**Exercise**
Write out every entry word for word.

(Pointing dataset excerpts)
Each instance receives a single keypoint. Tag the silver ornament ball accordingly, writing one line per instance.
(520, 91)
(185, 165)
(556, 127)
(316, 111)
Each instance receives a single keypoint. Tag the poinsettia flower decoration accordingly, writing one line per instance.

**Task solution**
Each instance receives a single keypoint. Tag the silver ornament ball accordingly, writing one line per instance.
(520, 91)
(185, 165)
(556, 127)
(316, 111)
Each instance receives a single keypoint. Tag the poinsettia flower decoration accordingly, writing one line per instance.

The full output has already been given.